:: Requirements ::
Reproduce all entries word for word.
>> begin Input material
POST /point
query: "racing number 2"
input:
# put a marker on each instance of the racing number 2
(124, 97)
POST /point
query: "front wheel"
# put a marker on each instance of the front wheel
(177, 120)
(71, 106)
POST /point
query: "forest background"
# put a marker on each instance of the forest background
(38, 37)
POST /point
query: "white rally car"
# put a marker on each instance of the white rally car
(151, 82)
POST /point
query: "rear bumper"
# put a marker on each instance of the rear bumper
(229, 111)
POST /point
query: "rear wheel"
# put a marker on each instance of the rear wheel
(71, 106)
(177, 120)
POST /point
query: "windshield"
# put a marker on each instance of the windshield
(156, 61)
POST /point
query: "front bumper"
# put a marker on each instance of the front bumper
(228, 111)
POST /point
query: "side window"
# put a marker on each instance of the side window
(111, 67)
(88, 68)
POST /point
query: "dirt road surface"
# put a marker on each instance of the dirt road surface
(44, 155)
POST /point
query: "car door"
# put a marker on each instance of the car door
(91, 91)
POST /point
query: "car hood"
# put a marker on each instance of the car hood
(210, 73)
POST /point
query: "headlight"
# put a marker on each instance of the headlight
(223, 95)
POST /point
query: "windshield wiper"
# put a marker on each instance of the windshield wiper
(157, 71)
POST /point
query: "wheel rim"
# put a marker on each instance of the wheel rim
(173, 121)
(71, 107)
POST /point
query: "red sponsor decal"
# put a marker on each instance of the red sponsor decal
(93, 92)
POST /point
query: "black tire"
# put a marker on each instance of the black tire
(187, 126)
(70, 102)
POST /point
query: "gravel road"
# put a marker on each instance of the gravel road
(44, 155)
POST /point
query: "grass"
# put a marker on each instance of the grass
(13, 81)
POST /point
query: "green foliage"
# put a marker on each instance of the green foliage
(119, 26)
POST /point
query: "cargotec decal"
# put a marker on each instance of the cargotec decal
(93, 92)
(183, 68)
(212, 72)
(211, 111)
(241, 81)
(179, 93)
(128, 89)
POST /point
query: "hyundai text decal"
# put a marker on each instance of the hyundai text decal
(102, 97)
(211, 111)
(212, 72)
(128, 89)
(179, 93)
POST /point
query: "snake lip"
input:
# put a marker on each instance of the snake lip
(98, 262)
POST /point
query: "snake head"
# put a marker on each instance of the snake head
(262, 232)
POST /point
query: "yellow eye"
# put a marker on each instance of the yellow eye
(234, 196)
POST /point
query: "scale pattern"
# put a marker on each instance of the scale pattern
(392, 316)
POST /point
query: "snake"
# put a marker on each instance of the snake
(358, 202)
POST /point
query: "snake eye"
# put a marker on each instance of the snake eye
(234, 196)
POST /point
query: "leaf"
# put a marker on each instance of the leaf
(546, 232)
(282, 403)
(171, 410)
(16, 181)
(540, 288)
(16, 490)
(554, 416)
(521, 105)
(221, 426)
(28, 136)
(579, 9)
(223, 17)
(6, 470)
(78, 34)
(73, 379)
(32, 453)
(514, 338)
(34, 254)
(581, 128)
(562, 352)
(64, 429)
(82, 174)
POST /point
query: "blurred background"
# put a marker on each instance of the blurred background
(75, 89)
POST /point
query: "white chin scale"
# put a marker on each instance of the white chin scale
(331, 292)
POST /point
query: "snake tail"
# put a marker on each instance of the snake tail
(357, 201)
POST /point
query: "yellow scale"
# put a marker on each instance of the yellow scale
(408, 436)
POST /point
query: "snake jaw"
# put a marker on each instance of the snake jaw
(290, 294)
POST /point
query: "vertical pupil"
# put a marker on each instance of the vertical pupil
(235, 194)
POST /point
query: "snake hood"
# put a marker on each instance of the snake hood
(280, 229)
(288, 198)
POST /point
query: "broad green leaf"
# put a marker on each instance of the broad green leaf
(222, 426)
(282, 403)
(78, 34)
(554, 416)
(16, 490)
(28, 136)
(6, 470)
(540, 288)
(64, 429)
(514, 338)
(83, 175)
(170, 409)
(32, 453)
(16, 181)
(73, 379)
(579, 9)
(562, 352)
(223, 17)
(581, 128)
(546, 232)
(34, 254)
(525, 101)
>> end Input material
:: Expected answer ::
POST /point
query: "racing number 2"
input:
# put a marker on each instance of the racing number 2
(124, 97)
POST /point
query: "front wheel"
# put a marker on each instance of the front wheel
(177, 120)
(71, 106)
POST /point
query: "forest background"
# put a marker on each instance of the forest background
(38, 37)
POST /point
query: "white rally car"
# put a marker on each instance of the white rally car
(151, 82)
POST /point
query: "rear bumper"
# put a marker on each instance of the rear bumper
(229, 111)
POST /point
query: "rear wheel"
# put a marker on each instance of the rear wheel
(71, 106)
(177, 120)
POST /point
query: "windshield"
# put a marker on each instance of the windshield
(156, 61)
POST /point
query: "front bumper"
# put a marker on each instance of the front bumper
(228, 111)
POST /point
query: "side window"
# put a marker on each instance of the side window
(111, 67)
(88, 68)
POST /point
query: "dirt road surface"
# put a marker on each instance of the dirt road surface
(44, 155)
POST /point
query: "car door"
# put a marker on each instance of the car door
(91, 91)
POST /point
query: "car hood"
# put a marker on each instance of the car hood
(210, 73)
POST /point
query: "headlight"
# put a marker on each instance of the headlight
(223, 95)
POST /point
query: "windshield wiper"
# put a marker on each instance of the windshield wiper
(157, 71)
POST /point
query: "wheel rim"
# put a marker on each instance of the wheel rim
(173, 121)
(71, 107)
POST /point
query: "red sponsor decal"
# put a marker on each instance of the red sponsor decal
(93, 92)
POST /point
query: "black tire"
# put a marker on each instance of the black tire
(187, 126)
(70, 102)
POST /point
query: "gravel road"
# put a marker on each instance of the gravel road
(44, 155)
POST /point
query: "grass"
# put a marker on each instance of the grass
(13, 81)
POST /point
query: "green foliage"
# put a marker on each instance of the green foliage
(119, 26)
POST /point
query: "cargotec decal"
# put a marker on each instance of the cargotec decal
(93, 92)
(183, 68)
(212, 72)
(211, 111)
(241, 81)
(179, 93)
(128, 89)
POST /point
query: "hyundai text decal"
# put a marker on each instance of the hyundai text decal
(102, 97)
(211, 111)
(212, 72)
(128, 89)
(179, 93)
POST /point
query: "snake lip"
input:
# put a marker on each instance of the snake lip
(98, 262)
POST /point
query: "snake head"
# put a marker on each instance of the snake head
(262, 232)
POST /point
query: "yellow eye"
# put a marker on each instance of the yellow eye
(234, 196)
POST /point
query: "scale pattern"
# put a marker on each instance of the scale pattern
(392, 316)
POST /point
query: "snake"
# put a marker on each instance of the snake
(358, 202)
POST /point
query: "snake eye"
# put a marker on each instance of the snake eye
(234, 196)
POST /point
query: "leaf"
# put a marker on each instance of the leaf
(546, 232)
(282, 403)
(171, 410)
(16, 181)
(540, 288)
(16, 490)
(554, 416)
(521, 105)
(221, 426)
(28, 136)
(579, 9)
(223, 17)
(6, 470)
(78, 34)
(73, 379)
(32, 453)
(514, 338)
(34, 254)
(581, 128)
(562, 352)
(64, 429)
(82, 174)
POST /point
query: "blurred background"
# put a marker on each instance of the blurred background
(75, 89)
POST /point
query: "white chin scale"
# put a marker on each instance of the white chin scale
(331, 292)
POST /point
query: "snake tail"
# put a marker on each instance of the snake tail
(357, 201)
POST /point
query: "yellow scale"
# put a marker on each instance of the yellow scale
(408, 436)
POST /point
query: "snake jaw"
# put a marker on each instance of the snake jaw
(290, 294)
POST /point
query: "vertical pupil"
# put a marker on each instance of the vertical pupil
(235, 194)
POST /point
query: "snake hood"
# put a marker on each instance of the snake hood
(280, 229)
(288, 198)
POST /point
query: "broad green leaf"
# put a marker on each instance of the broad green leaf
(222, 426)
(282, 403)
(78, 34)
(554, 416)
(16, 490)
(28, 136)
(6, 470)
(540, 288)
(64, 429)
(514, 338)
(83, 175)
(170, 409)
(32, 453)
(16, 181)
(73, 379)
(579, 9)
(562, 352)
(223, 17)
(581, 128)
(546, 232)
(34, 254)
(525, 101)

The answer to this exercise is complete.